### Data
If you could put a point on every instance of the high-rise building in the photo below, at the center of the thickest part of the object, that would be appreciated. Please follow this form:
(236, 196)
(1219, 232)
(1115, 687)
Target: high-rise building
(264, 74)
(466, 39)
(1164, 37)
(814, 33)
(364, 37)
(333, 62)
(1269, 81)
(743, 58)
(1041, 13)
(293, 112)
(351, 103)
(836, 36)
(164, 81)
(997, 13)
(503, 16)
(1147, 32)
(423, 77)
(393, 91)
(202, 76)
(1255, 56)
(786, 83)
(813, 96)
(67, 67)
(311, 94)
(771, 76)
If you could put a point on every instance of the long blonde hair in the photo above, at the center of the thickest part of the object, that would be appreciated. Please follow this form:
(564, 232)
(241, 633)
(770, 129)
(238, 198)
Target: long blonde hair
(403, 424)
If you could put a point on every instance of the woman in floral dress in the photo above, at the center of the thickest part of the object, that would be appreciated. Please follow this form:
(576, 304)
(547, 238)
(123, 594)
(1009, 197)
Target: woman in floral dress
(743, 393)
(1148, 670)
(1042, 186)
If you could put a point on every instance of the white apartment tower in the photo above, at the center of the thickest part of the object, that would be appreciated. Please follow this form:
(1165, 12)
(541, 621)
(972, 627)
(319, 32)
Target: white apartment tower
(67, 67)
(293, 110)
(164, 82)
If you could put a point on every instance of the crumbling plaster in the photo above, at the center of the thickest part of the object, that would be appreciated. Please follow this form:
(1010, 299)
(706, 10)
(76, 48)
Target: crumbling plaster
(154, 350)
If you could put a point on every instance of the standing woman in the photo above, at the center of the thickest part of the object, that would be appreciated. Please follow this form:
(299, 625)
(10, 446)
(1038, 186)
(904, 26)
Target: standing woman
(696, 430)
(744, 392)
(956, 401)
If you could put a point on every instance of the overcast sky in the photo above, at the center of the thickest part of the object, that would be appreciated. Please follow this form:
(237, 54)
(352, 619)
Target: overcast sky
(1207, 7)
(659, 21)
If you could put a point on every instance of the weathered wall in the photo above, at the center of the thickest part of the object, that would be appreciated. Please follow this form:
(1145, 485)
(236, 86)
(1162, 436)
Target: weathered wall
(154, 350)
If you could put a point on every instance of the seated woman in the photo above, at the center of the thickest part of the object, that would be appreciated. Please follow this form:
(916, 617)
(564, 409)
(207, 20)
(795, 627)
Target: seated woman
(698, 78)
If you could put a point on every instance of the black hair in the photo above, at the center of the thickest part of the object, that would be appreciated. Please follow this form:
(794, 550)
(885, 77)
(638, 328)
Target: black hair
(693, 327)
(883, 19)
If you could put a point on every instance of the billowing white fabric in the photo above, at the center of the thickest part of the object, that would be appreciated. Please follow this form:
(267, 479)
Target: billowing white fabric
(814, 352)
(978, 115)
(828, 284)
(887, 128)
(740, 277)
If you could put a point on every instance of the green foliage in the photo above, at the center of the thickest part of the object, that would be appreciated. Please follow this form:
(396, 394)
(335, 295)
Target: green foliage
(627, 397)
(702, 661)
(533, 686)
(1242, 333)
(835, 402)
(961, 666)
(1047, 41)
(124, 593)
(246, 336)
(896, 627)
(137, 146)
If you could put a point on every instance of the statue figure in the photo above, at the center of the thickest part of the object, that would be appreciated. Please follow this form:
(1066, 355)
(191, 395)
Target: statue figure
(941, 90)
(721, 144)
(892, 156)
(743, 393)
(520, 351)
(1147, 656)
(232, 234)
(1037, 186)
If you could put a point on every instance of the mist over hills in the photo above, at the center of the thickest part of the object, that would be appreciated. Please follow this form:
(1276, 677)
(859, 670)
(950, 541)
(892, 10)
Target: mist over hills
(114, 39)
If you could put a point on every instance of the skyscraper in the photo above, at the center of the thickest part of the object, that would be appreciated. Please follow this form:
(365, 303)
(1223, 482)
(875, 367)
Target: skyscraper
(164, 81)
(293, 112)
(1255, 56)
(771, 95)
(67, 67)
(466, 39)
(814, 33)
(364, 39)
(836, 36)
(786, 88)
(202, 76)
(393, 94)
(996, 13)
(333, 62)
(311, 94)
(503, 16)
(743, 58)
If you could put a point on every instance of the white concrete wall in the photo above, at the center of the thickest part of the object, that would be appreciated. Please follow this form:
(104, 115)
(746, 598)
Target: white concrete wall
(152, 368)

### Short exercise
Rewrite the listing above, swapping each "Target" for "Object" and keeping everything else the same.

### In response
If you could put a point on every instance of the high-rise building in the photo below, at the center of the thickest part of the object, that would be appreciated. Please follow this form:
(236, 196)
(1219, 232)
(1115, 687)
Object: high-rise building
(264, 74)
(466, 39)
(1164, 37)
(814, 33)
(364, 37)
(333, 62)
(1269, 81)
(743, 58)
(1041, 13)
(293, 112)
(351, 103)
(836, 36)
(164, 81)
(997, 13)
(503, 16)
(1147, 32)
(423, 77)
(393, 91)
(202, 76)
(1255, 56)
(786, 83)
(813, 96)
(67, 67)
(311, 94)
(771, 76)
If you could put a point on every instance of the long blonde hair in the photo above, at the center of the thickest part of the object, that would be appreciated. Please follow this form:
(564, 232)
(241, 633)
(770, 129)
(238, 198)
Object: long blonde hair
(403, 424)
If you could put a point on every instance of the woman in floral dress in the photo above, at the center of the thickest part of the object, that would be appreciated. Please follow this form:
(576, 304)
(547, 238)
(123, 594)
(1009, 197)
Object: woman in floral dress
(743, 393)
(1148, 670)
(1042, 186)
If you could put a point on every instance of the white apartment tower in the photo above, at the center of the thickest part of the object, that would be appreciated. Please follow this form:
(1165, 12)
(541, 621)
(972, 627)
(319, 32)
Object: white apartment tower
(67, 67)
(293, 110)
(164, 82)
If you could put a point on every instance of the crumbling plaster in the photo above, at the center of the thickest part of the object, that would be appreciated. Please follow this form:
(1010, 299)
(706, 10)
(76, 48)
Object: crumbling plaster
(154, 350)
If you could put a point on every instance of the standing woman in the photo above, at the center of the thickest part of the object, that would be appreciated. Please follow this form:
(299, 625)
(10, 446)
(1038, 186)
(904, 26)
Object: standing woman
(696, 430)
(744, 392)
(956, 401)
If you could put a point on every instance of the overcast sky in the photo above, at the center of the thickest part of the object, that would be appreciated. Please follow this form:
(237, 54)
(352, 619)
Object: overcast sky
(1207, 7)
(659, 21)
If you could put a point on every instance of the weathered wall in the photo above, at the center of the thickest part of the object, that would be appreciated. Please follow this form:
(1145, 485)
(236, 86)
(1162, 436)
Object: weathered wall
(154, 350)
If you could put a point on every instance of the seated woman in the photo above, at the center of the thickest part of the object, that would be appreciated. Please follow this form:
(916, 617)
(564, 409)
(207, 20)
(795, 627)
Object: seated woman
(698, 78)
If you could put a point on every instance of the black hair in the photo above, at the center of the thickest part of the object, that would be appreciated. Please follow this form:
(794, 550)
(885, 77)
(638, 328)
Object: black hair
(693, 327)
(883, 19)
If you could put a point on every instance of the billowing white fabric in the photo above, at the center of the thickest part of the object, that would be appreciated. Please follow this form:
(267, 479)
Object: billowing white fabric
(814, 352)
(978, 115)
(828, 284)
(887, 128)
(740, 277)
If you could put a point on every instance of the green foliage in the photo above, at the center of the thickest part of the object, that would be appreciated. Please follow this form:
(396, 394)
(335, 295)
Object: green foliage
(627, 397)
(702, 661)
(533, 686)
(1242, 333)
(835, 402)
(961, 666)
(1047, 41)
(124, 593)
(246, 336)
(896, 627)
(137, 146)
If you could put a point on every instance of the statue figure in the photo above, at the center of the thickest part of the object, that would be appreciated. Please follow this form:
(1066, 355)
(191, 395)
Object: statue figure
(941, 90)
(721, 144)
(892, 156)
(743, 393)
(520, 351)
(1147, 656)
(232, 234)
(1037, 186)
If you could put a point on every instance of the mist over hills in the photo above, at the center of the thickest part of the object, that would be appreciated. Please follow this form:
(1276, 677)
(859, 670)
(950, 541)
(892, 10)
Object: mist over hills
(114, 39)
If you could put a point on every instance of the skyscraper in the photo above, at the center of the thickest part of the object, that would be appreciated. Please follow this form:
(365, 303)
(1223, 482)
(875, 367)
Object: skyscraper
(164, 81)
(293, 112)
(1255, 56)
(771, 95)
(67, 67)
(466, 39)
(814, 33)
(364, 39)
(836, 36)
(786, 88)
(202, 76)
(393, 94)
(996, 13)
(333, 62)
(311, 94)
(503, 16)
(743, 58)
If you could put a point on every instance of the white concrete wall in the photo above, at the center of the thickest part of the object, that would be appreciated. Please follow this form:
(104, 115)
(746, 598)
Object: white concrete wall
(152, 368)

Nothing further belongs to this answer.